►
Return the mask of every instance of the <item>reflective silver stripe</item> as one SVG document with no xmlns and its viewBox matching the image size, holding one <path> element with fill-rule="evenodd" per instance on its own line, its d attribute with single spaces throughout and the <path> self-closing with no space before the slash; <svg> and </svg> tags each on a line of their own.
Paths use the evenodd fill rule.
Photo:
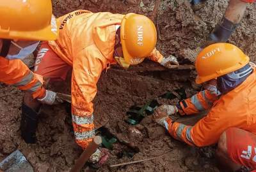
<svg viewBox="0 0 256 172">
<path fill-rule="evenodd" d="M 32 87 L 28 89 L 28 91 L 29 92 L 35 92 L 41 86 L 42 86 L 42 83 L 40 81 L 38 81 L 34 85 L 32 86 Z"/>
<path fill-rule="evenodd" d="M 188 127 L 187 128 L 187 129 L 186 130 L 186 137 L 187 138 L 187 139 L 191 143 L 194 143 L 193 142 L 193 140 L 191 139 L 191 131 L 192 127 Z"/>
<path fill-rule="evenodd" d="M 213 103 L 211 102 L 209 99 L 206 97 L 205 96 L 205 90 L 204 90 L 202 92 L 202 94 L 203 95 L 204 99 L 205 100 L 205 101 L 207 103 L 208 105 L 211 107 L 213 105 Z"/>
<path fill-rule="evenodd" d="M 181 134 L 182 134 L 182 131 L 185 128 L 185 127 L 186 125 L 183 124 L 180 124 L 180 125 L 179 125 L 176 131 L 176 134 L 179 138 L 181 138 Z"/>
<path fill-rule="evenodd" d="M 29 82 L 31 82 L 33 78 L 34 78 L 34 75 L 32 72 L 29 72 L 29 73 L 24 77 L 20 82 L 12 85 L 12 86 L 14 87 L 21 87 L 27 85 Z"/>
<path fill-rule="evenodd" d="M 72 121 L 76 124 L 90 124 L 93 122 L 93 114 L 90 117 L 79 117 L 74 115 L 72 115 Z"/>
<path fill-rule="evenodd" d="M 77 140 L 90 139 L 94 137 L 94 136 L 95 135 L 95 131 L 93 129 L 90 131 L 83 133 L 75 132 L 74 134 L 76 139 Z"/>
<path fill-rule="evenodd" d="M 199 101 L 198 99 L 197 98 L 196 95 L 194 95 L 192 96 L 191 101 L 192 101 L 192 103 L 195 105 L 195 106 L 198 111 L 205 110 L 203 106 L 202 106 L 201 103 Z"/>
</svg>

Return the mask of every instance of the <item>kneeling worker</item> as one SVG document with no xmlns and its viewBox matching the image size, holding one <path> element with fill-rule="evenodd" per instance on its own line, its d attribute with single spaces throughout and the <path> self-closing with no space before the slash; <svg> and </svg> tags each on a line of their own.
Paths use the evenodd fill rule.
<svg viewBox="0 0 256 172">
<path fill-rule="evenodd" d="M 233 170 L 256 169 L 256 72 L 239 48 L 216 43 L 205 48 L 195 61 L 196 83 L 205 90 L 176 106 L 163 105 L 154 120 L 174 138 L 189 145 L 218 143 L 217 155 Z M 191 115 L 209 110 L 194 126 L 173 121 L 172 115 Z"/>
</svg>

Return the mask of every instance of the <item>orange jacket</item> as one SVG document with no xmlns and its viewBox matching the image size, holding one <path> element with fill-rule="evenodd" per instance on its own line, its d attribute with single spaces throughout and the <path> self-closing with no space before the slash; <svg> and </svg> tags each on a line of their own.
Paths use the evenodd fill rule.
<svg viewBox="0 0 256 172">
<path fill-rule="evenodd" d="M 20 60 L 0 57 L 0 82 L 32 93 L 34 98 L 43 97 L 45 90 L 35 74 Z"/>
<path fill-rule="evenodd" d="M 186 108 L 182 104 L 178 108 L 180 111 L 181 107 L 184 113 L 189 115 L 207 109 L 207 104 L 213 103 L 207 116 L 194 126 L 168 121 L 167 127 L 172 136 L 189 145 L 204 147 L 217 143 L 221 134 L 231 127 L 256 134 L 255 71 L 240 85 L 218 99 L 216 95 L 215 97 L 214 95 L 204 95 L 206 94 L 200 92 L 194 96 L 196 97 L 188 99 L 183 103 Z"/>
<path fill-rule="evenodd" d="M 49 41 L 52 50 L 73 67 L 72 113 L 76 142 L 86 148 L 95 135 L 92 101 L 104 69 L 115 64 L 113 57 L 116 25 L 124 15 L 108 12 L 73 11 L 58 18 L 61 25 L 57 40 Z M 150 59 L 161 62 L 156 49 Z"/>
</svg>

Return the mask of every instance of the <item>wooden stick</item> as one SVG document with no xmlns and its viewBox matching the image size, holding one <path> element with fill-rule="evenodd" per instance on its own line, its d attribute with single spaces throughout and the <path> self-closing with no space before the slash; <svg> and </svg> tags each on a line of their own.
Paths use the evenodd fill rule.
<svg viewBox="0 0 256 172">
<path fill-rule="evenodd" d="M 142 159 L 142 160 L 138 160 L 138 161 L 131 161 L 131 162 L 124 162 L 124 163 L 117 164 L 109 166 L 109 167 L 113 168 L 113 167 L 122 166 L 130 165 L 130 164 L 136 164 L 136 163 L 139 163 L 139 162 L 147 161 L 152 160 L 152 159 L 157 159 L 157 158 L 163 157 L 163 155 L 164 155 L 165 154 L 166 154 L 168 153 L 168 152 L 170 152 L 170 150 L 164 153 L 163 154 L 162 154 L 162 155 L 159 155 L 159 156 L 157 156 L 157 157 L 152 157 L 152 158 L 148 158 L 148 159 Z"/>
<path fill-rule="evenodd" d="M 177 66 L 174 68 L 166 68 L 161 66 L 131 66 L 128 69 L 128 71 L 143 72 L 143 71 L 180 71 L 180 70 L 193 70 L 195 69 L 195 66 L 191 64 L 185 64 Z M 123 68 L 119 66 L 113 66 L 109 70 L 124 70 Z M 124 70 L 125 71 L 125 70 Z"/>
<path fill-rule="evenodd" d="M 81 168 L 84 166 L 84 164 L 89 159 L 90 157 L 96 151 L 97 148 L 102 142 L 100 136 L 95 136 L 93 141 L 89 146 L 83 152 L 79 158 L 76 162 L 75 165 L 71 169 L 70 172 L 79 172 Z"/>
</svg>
◄
__Description of the task__.
Copy every line of the records above word for word, but leave out the pictures.

__Task solution__.
Return the mask of every instance of the <item>reflective silver stripe</item> as one SVG document with no xmlns and its viewBox matching the image size, holding one <path> element with fill-rule="evenodd" per instance on its own line, its d attribute with single spaces throughout and the <path> self-closing with no space before the slash; <svg> and </svg> tags each on a line of their own.
Paths use the evenodd fill rule.
Photo:
<svg viewBox="0 0 256 172">
<path fill-rule="evenodd" d="M 32 87 L 28 89 L 28 91 L 29 92 L 35 92 L 41 86 L 42 86 L 42 83 L 40 81 L 38 81 L 34 85 L 32 86 Z"/>
<path fill-rule="evenodd" d="M 188 127 L 187 128 L 187 129 L 186 130 L 186 137 L 187 138 L 187 139 L 191 143 L 194 143 L 193 142 L 193 140 L 191 139 L 191 131 L 192 127 Z"/>
<path fill-rule="evenodd" d="M 213 103 L 211 102 L 209 99 L 206 97 L 205 96 L 205 90 L 204 90 L 202 92 L 202 94 L 203 95 L 204 99 L 205 100 L 205 101 L 207 103 L 208 105 L 211 107 L 213 105 Z"/>
<path fill-rule="evenodd" d="M 181 134 L 182 134 L 182 131 L 185 128 L 185 127 L 186 125 L 183 124 L 180 124 L 180 125 L 179 125 L 176 131 L 176 134 L 179 138 L 181 138 Z"/>
<path fill-rule="evenodd" d="M 29 82 L 31 82 L 33 78 L 34 78 L 34 75 L 32 72 L 29 72 L 29 73 L 24 77 L 20 82 L 12 85 L 12 86 L 14 87 L 21 87 L 27 85 Z"/>
<path fill-rule="evenodd" d="M 72 121 L 76 124 L 90 124 L 93 122 L 93 114 L 90 117 L 79 117 L 74 115 L 72 115 Z"/>
<path fill-rule="evenodd" d="M 77 140 L 90 139 L 94 137 L 94 136 L 95 135 L 95 131 L 93 129 L 90 131 L 83 133 L 75 132 L 74 134 L 76 139 Z"/>
<path fill-rule="evenodd" d="M 199 101 L 198 99 L 197 98 L 196 95 L 194 95 L 192 96 L 191 101 L 192 101 L 192 103 L 195 105 L 195 106 L 198 111 L 205 110 L 203 106 L 202 106 L 201 103 Z"/>
</svg>

Return the mask of every instance of the <item>kneeling worker</item> as one SVG document with no xmlns and its viewBox matching the image size, holding one <path> element with fill-rule="evenodd" per instance on its own line, its d attribute with single spaces throughout and the <path> self-closing with no space before the slash; <svg> and </svg> tags each on a line of their own.
Paths use the evenodd fill rule.
<svg viewBox="0 0 256 172">
<path fill-rule="evenodd" d="M 233 170 L 256 169 L 256 72 L 239 48 L 216 43 L 205 48 L 195 61 L 196 83 L 205 90 L 176 106 L 163 105 L 154 120 L 174 138 L 189 145 L 218 143 L 217 155 Z M 191 115 L 209 110 L 194 126 L 173 121 L 172 115 Z"/>
</svg>

Return the mask of every instance of the <item>orange jacket</item> as one SVG document with no xmlns and its viewBox matching the image size, holding one <path> element with fill-rule="evenodd" per instance on its own line, its d attribute with single spaces throughout and the <path> self-closing with no space before the slash; <svg> and </svg> tags each on a line of their own.
Paths use the evenodd fill rule.
<svg viewBox="0 0 256 172">
<path fill-rule="evenodd" d="M 20 60 L 0 57 L 0 82 L 32 93 L 34 98 L 43 97 L 45 90 L 35 74 Z"/>
<path fill-rule="evenodd" d="M 186 108 L 182 104 L 178 108 L 180 111 L 181 107 L 184 113 L 189 115 L 207 109 L 207 104 L 213 103 L 207 116 L 194 126 L 168 121 L 167 127 L 172 136 L 189 145 L 204 147 L 217 143 L 221 134 L 231 127 L 256 134 L 255 71 L 240 85 L 218 99 L 216 95 L 215 97 L 214 95 L 204 95 L 206 94 L 200 92 L 194 96 L 196 97 L 188 99 L 183 103 Z"/>
<path fill-rule="evenodd" d="M 49 41 L 52 50 L 73 67 L 72 113 L 76 142 L 86 148 L 95 135 L 92 101 L 104 69 L 115 64 L 113 57 L 116 25 L 124 15 L 108 12 L 73 11 L 58 18 L 61 25 L 57 40 Z M 150 59 L 161 62 L 156 49 Z"/>
</svg>

Return the mask of every instance of the <item>wooden stick</item> as one SVG document with no xmlns and its viewBox matching the image size, holding one <path> element with fill-rule="evenodd" per instance on its own line, its d attribute with single spaces throughout and the <path> self-closing with no space before the slash; <svg> and </svg> tags each on a line of their own.
Paths use the evenodd fill rule.
<svg viewBox="0 0 256 172">
<path fill-rule="evenodd" d="M 142 159 L 142 160 L 138 160 L 138 161 L 131 161 L 131 162 L 124 162 L 124 163 L 117 164 L 109 166 L 109 167 L 113 168 L 113 167 L 122 166 L 130 165 L 130 164 L 136 164 L 136 163 L 139 163 L 139 162 L 147 161 L 152 160 L 152 159 L 157 159 L 157 158 L 163 157 L 163 155 L 164 155 L 165 154 L 166 154 L 168 153 L 168 152 L 170 152 L 170 150 L 164 153 L 163 154 L 162 154 L 162 155 L 159 155 L 159 156 L 157 156 L 157 157 L 152 157 L 152 158 L 148 158 L 148 159 Z"/>
<path fill-rule="evenodd" d="M 177 66 L 174 68 L 166 68 L 161 66 L 131 66 L 128 69 L 128 71 L 143 72 L 143 71 L 180 71 L 180 70 L 193 70 L 195 69 L 195 66 L 191 64 L 185 64 Z M 123 68 L 119 66 L 113 66 L 109 70 L 124 70 Z M 124 70 L 125 71 L 125 70 Z"/>
<path fill-rule="evenodd" d="M 81 168 L 84 166 L 84 164 L 89 159 L 90 157 L 96 151 L 97 148 L 102 142 L 100 136 L 95 136 L 93 141 L 89 146 L 83 152 L 79 158 L 76 162 L 75 165 L 71 169 L 70 172 L 79 172 Z"/>
</svg>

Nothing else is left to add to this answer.